(Point placement records)

════════════════════

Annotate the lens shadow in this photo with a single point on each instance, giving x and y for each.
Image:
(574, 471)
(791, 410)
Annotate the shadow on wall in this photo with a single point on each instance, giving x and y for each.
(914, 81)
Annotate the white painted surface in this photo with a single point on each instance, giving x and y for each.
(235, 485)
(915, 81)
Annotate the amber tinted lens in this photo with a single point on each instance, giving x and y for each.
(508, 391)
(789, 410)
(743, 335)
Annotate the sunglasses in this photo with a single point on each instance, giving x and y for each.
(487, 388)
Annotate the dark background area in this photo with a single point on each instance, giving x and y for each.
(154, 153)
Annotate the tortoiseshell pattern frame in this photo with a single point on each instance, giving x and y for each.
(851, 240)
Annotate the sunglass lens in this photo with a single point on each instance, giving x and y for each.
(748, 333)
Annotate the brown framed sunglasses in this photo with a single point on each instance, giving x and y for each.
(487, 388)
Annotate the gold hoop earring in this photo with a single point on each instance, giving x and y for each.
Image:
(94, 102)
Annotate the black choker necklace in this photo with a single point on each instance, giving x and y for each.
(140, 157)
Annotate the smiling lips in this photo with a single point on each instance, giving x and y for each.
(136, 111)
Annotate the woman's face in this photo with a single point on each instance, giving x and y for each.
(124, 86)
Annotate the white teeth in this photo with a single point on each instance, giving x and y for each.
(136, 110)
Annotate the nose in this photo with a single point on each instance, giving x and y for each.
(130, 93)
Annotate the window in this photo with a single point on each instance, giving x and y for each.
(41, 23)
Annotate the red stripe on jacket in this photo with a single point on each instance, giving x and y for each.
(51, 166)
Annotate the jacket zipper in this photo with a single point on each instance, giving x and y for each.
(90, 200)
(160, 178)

════════════════════

▸ Stated problem
Transcribe all of the data above, every line from first to last, without changing a single character.

▸ Complete output
Annotate the lens shadow in this photo with a single point on each instance, giving x and y for each.
Image:
(574, 471)
(791, 410)
Annotate the shadow on wall in this photo with a single point on each instance, giving x and y for each.
(914, 81)
Annotate the white painted surface in this photo with a single point on each instance, giving x and y for each.
(235, 485)
(915, 81)
Annotate the amber tinted lens in this photo with a single point on each instance, giving x and y for each.
(508, 391)
(789, 410)
(743, 335)
Annotate the sunglasses in this photo with a single point on each instance, giving x and y for each.
(487, 388)
Annotate the dark background area in this photo with a single point on each instance, giving x and y for each.
(154, 153)
Annotate the tortoiseshell pattern frame in this photo with a single point on each instance, giving x and y for each.
(851, 240)
Annotate the sunglass lens in this photo with a single point on each instance, giving x and y for each.
(748, 333)
Annotate the brown framed sunglasses in this photo with a single point on each instance, giving x and y for each.
(487, 388)
Annotate the gold hoop earring in this photo with a single point on each instance, giving x and y for each.
Image:
(94, 102)
Annotate the black choker necklace in this photo with a single point on each instance, giving x and y for each.
(140, 157)
Annotate the smiling lips in this photo with a single point on each instance, giving x and y for each.
(136, 111)
Annotate the woman's face in this photo with a single point on each instance, giving x and y for each.
(124, 86)
Annotate the white teeth in this photo with a single point on each instance, giving x and y for each.
(136, 110)
Annotate the nose in this photo with a single point on each instance, giving x and y for each.
(130, 93)
Annotate the window in this photo with a single point on each instance, giving x and y for each.
(41, 23)
Annotate the red stripe on jacket in this photo with a single point on each instance, giving x and y for each.
(51, 166)
Annotate the jacket zipper in this photo with a single point on each instance, giving x and y for each.
(90, 200)
(160, 178)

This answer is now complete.